─── THE RECORDS ───
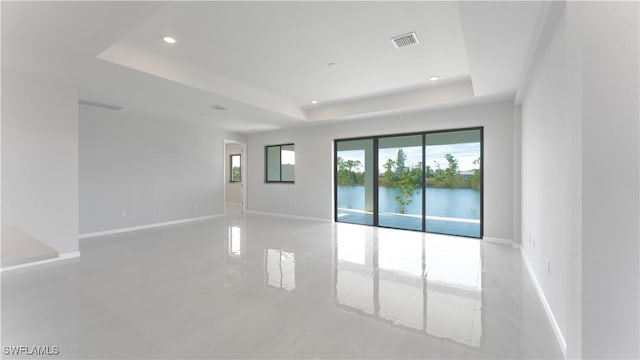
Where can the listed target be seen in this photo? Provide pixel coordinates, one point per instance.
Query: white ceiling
(266, 61)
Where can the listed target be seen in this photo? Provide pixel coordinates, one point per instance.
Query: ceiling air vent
(405, 40)
(100, 105)
(218, 107)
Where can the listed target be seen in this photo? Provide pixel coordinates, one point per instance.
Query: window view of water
(446, 165)
(452, 203)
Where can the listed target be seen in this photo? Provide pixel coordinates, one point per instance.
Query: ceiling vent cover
(405, 40)
(100, 105)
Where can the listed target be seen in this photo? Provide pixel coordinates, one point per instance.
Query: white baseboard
(148, 226)
(547, 308)
(497, 240)
(287, 216)
(60, 257)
───
> _HOW TO COMPLETE THIS TASK_: The answer must reproduce every line of the records above exactly, with all pictures left out.

> _RESPONSE FOR THIS EXERCISE_:
Where can the listed target be seen in this photo? Provide pixel coordinates, one point per instance.
Query: white ceiling
(266, 61)
Where can the listed target be seen in this photo? Provide pixel coordinates, one point per instance.
Query: ceiling air vent
(405, 40)
(100, 105)
(218, 107)
Where can the listed target be seen in this photo? Provide pixel coordinates, one point per instance.
Query: window view of water
(446, 165)
(452, 203)
Where can the listed target be seen in this photo? Provide pixel coordinates, one point per instance.
Query: ceiling vent cover
(405, 40)
(100, 105)
Where can the listed target be seen in this photo? Provide pixel coordinates, one point per instance.
Query: white baseboard
(148, 226)
(547, 308)
(497, 240)
(287, 216)
(60, 257)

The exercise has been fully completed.